節選:

Hive是一個數據倉庫基礎的應用工具,在Hadoop中用來處理結構化數據,它架構在Hadoop之上,通過SQL來對數據進行操作。
Hive 查詢操作過程嚴格遵守Hadoop MapReduce 的作業執行模型,Hive 將用戶的Hive SQL 語句通過解釋器轉換為MapReduce 作業提交到Hadoop 集群上,Hadoop 監控作業執行過程,然后返回作業執行結果給用戶。Hive 並非為聯機事務處理而設計,Hive 並不提供實時的查詢和基於行級的數據更新操作。Hive 的最佳使用場合是大數據集的批處理作業。
下面總結一下Hive操作常用的一些SQL語法:
"[ ]"括起來的代表我們可以寫也可以不寫的語句。
創建數據庫
CREATE DARABASE name;
- 顯示查看操作命令
show tables; --顯示表 show databases; --顯示數據庫 show partitions table_name; --顯示表名為table_name的表的所有分區 show functions ; --顯示所有函數 describe extended table_name col_name; --查看表中字段 |
DDL(Data Defination Language)
數據庫定義語言
- 創建表結構
CREATE [EXTERNAL] TABLE [IF NOT EXISTS] table_name [(col_name data_type [COMMENT col_comment], ...)] [COMMENT table_comment] [PARTITIONED BY (col_name data_type [COMMENT col_comment], ...)] [CLUSTERED BY (col_name, col_name, ...) [SORTED BY (col_name [ASC|DESC], ...)] INTO num_buckets BUCKETS] [ROW FORMAT row_format] [STORED AS file_format] [LOCATION hdfs_path] |
- CREATE TABLE 創建一個指定名字的表。如果相同名字的表已經存在,則拋出異常;用戶可以用 IF NOT EXIST 選項來忽略這個異常
- EXTERNAL 關鍵字可以讓用戶創建一個外部表,在建表的同時指定一個指向實際數據的路徑(LOCATION)

任務列表:
A – 根據關於 Hive 的節選，回答下列問題：
(i) Hive 通過解釋器把用戶的 Hive SQL 語句轉換為什麼作業？
(ii) Hive 的最佳使用場合是什麼？
(iii) 哪個關鍵字可以讓用戶創建外部表？
B – 請將關於 Hive 的節選中以含有“Hive 查詢操作過程嚴格遵守Hadoop MapReduce”的詞句開頭、到“並非為聯機事務處理而設計,Hive 並不提供實時的查詢和基於行級的數據更新操作。Hive 的最佳使用場合是大數據集的批處理作業。”結束的部分重寫一遍，並把其中的“批處理作業”換成“離線分析任務”。

所列記錄:
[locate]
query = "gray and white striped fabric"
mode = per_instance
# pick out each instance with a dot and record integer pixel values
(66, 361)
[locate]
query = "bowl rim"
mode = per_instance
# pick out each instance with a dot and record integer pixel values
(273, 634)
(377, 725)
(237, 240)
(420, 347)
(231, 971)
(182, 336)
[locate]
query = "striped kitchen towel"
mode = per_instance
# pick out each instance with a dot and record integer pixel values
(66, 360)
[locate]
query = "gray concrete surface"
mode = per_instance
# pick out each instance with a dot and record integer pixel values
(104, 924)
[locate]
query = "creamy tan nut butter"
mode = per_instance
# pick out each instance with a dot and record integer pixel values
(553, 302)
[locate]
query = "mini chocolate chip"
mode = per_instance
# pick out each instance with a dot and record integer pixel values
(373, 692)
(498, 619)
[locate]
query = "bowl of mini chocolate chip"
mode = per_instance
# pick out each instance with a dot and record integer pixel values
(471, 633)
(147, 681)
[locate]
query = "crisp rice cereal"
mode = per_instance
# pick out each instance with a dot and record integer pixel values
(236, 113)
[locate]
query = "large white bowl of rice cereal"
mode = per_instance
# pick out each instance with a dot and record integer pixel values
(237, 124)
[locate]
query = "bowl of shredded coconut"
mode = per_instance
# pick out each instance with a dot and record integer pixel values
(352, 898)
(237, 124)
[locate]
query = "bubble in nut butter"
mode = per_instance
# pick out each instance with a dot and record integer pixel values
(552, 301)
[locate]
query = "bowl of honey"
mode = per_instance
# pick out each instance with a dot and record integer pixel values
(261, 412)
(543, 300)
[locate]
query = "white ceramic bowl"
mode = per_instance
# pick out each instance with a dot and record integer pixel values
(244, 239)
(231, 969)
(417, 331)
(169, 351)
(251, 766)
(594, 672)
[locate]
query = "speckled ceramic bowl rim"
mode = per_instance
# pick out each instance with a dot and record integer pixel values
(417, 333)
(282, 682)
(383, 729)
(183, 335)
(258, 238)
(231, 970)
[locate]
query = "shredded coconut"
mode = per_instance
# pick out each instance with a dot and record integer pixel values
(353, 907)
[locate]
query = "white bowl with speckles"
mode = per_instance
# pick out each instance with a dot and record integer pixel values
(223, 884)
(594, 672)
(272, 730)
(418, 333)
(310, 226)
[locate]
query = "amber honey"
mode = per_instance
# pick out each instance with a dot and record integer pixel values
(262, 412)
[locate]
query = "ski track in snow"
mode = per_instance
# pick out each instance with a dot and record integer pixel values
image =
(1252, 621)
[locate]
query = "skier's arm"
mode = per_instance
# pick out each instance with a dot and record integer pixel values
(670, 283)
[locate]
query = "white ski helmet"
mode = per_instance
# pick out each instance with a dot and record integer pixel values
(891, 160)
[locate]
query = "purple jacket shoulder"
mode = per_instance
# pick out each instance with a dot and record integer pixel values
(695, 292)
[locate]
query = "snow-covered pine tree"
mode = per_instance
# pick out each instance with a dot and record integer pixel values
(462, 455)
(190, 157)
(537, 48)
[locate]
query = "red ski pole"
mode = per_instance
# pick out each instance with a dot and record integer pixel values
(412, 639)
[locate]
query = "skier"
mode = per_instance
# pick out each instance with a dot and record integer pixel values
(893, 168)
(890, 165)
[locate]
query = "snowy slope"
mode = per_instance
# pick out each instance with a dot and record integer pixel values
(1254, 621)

---

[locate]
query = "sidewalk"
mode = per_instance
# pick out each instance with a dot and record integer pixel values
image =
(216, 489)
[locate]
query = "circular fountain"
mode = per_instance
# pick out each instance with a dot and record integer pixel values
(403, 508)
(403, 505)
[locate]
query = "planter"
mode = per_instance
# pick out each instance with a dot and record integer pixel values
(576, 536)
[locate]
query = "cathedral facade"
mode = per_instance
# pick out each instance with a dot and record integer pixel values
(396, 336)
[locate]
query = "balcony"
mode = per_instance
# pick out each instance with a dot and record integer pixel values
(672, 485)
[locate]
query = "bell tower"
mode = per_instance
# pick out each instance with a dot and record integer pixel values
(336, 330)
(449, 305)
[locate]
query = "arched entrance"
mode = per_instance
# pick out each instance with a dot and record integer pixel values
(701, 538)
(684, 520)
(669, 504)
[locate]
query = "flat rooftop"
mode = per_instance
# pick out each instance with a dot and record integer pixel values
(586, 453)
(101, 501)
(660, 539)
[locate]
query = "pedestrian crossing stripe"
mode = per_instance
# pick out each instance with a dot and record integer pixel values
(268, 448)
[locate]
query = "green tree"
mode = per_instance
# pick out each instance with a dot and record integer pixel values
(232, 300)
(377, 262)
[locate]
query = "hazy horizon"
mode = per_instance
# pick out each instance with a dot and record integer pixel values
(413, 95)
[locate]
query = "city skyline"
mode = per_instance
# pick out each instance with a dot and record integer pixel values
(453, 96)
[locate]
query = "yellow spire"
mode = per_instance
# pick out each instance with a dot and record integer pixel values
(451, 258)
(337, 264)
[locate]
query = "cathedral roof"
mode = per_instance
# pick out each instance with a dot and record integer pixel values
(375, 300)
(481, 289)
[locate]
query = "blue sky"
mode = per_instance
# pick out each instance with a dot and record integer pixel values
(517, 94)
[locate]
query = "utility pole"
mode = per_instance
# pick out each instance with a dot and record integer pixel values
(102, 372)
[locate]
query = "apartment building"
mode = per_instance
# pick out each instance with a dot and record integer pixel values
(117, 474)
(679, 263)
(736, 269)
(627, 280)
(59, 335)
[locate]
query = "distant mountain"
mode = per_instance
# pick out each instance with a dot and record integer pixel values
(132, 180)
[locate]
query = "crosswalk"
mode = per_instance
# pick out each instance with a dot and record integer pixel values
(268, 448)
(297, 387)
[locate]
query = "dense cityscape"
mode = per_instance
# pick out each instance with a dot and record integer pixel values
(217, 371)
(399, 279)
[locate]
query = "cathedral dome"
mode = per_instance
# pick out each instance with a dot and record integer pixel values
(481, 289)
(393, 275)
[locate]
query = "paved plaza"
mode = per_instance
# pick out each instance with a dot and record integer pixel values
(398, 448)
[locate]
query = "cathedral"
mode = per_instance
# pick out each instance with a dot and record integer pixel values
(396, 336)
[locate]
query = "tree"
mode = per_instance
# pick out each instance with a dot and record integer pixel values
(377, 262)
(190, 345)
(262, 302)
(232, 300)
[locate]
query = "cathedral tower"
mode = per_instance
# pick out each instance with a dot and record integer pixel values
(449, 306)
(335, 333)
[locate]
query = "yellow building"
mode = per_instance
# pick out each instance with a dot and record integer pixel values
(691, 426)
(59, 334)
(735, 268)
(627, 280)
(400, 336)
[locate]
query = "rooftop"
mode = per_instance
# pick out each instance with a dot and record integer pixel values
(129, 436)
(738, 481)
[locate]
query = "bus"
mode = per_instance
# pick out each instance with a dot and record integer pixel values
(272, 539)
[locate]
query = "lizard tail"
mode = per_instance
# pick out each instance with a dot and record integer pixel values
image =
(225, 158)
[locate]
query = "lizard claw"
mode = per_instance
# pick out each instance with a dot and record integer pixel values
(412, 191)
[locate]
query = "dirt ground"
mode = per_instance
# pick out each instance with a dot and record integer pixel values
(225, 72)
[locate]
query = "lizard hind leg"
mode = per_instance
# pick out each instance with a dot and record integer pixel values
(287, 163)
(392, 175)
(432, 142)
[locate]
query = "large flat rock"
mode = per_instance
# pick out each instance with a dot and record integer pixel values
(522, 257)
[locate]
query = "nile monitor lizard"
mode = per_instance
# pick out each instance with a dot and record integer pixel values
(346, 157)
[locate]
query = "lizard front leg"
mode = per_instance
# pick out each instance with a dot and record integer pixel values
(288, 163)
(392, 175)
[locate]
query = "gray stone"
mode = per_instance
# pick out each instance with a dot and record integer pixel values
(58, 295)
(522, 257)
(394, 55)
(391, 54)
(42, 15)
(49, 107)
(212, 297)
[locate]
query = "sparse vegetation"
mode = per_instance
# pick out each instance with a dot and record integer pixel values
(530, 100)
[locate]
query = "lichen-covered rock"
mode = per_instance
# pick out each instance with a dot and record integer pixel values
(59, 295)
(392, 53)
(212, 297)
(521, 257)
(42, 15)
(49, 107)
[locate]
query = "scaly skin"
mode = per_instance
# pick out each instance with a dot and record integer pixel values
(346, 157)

參考答案:
A –
(i) MapReduce 作業。
(ii) 大數據集的批處理作業。
(iii) EXTERNAL。

B –
Hive 查詢操作過程嚴格遵守Hadoop MapReduce 的作業執行模型,Hive 將用戶的Hive SQL 語句通過解釋器轉換為MapReduce 作業提交到Hadoop 集群上,Hadoop 監控作業執行過程,然后返回作業執行結果給用戶。Hive 並非為聯機事務處理而設計,Hive 並不提供實時的查詢和基於行級的數據更新操作。Hive 的最佳使用場合是大數據集的離線分析任務。